(Beginning of Provided data)

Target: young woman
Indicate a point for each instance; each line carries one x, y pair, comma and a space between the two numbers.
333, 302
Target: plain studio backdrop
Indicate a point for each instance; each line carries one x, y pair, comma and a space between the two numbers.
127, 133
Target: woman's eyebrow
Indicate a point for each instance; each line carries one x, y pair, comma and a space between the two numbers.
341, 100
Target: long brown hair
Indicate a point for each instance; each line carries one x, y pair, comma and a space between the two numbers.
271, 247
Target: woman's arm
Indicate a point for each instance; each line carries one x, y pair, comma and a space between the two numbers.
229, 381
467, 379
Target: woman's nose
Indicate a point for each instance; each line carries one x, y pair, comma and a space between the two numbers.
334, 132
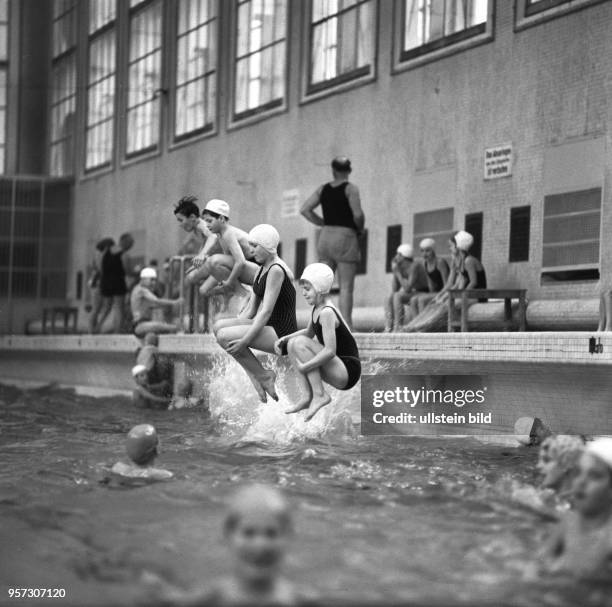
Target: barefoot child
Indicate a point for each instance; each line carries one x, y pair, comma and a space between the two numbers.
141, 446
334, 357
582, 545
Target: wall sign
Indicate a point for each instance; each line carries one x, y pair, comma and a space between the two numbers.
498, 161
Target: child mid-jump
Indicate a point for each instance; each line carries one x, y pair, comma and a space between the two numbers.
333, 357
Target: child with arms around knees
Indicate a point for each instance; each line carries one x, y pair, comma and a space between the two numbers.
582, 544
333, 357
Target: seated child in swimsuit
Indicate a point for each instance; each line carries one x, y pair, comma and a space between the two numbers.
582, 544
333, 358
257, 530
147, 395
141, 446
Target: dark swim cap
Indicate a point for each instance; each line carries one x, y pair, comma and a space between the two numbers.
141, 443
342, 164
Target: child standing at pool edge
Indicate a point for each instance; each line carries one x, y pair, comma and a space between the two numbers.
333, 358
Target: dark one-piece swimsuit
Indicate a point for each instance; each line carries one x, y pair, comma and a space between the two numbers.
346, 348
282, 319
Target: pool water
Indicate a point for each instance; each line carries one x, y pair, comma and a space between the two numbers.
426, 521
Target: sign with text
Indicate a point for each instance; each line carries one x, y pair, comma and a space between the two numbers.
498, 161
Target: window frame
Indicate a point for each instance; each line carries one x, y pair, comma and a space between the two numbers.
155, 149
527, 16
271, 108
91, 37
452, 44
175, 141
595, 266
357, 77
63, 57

(End of Provided data)

> _Work instructions_
The line containing "Target: seated child in swimsuit" marks the end: retype every line from the first one in the listing up to and including it, without pictures.

> _Response area_
Target: young woman
Indicate a point for each instance; each line carries one x, y pair, comma and a space between the two numbers.
333, 302
Target: plain studio backdrop
Indicate a point for each instance; each line carries one x, y pair, comma and a space between the two numbers.
127, 133
Target: woman's eyebrow
Indicate a point for each instance; each line carries one x, y pair, comma and a space between the two numbers.
341, 100
Target: long brown hair
Indicate a point for each instance; each line carries one x, y pair, comma and a space between the two numbers.
271, 247
Target: woman's arm
Indicate a point for each instance; each line carries one x, y pair, comma and a space between the two numbers.
229, 381
467, 379
Target: woman's nose
Indicate a point for each instance; each line carries one x, y pair, comma and a space between the two numbers.
334, 132
Target: barefoot child
Indicate a point for each instance; each line carries one x, y pair, comma and a space between the two numbers.
141, 446
334, 357
582, 545
Target: wall sign
Indicate a point for each instance; each line carries one x, y pair, comma and a space between the two numbers.
498, 161
Target: child mid-jump
Indicate a point for each instance; each line carries one x, y pair, comma and a space between the two numbers.
333, 357
Target: child with arms around knees
Indicate a point for each instance; each line carries one x, y pair, comma and a space between the two numbers.
582, 544
333, 357
Target: seated child in swimsuit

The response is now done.